### Brief
Please check three statements against the Sipsmith tasting text below. For each, answer yes or no and quote the deciding words: (a) after the heads are cut, the gin takes about three hours to finish distilling; (b) the juniper starts to show during the first hour; (c) the writer wrote detailed notes on the three samples.

Sipsmith co-founder Sam Galsworthy (pictured) was recently in my neck of the woods, and we sat down with the Sipsmith portfolio for tasting and exploration. (After the meeting he sent me home with the two below bottles, which I reviewed later on my own.)

sipsmith (1)The highlight of the meeting had nothing to do with the company’s commercially available products, though. Rather, it was a trio of samples that Galsworthy had brought in unmarked bottles. These bottles represented in-progress Sipsmith London Dry gin at three different stages off the still. After the heads portion is cut, it takes about three hours for the gin to complete its distillation (until the tails arrive). Galsworthy presented the evolution of Sipsmith London Dry, one hour at a time. After the first hour, the gin showcases clear citrus notes, almost like an orange vodka. It isn’t until the second hour that the juniper really starts to show, with earthier notes coming to the fore during hour three. I didn’t write up any significant notes on these samples since they aren’t actual products for sale, but it was a lot of fun to see how a spirit evolves over a short amount of time during the distillation process. (Click on the chart above for a little more detail.)

### Entries supplied
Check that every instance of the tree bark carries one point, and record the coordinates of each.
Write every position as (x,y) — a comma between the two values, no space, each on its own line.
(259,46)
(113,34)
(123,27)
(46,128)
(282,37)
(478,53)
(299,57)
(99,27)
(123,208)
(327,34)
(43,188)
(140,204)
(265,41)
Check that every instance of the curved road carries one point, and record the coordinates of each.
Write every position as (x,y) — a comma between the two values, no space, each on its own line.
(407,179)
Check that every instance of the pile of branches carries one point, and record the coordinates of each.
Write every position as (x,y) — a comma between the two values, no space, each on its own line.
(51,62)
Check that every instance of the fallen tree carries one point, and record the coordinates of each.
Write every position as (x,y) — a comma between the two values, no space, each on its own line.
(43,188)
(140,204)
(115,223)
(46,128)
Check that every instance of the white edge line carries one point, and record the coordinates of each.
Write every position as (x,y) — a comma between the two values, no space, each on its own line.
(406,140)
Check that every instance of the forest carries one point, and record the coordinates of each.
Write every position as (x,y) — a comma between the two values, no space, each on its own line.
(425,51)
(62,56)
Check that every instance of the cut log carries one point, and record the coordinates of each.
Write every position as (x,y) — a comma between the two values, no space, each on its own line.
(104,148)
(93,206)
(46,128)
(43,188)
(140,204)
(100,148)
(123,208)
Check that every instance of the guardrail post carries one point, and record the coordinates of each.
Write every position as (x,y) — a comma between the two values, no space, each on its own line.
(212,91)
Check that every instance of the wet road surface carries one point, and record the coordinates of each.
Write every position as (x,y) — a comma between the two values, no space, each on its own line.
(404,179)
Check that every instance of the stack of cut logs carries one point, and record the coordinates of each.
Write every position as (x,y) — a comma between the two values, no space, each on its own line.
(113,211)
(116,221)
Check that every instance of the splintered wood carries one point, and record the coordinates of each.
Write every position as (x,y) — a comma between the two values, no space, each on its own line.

### Output for this task
(a) Yes: "it takes about three hours for the gin to complete its distillation"
(b) No: "It isn’t until the second hour that the juniper really starts to show"
(c) No: "I didn’t write up any significant notes on these samples"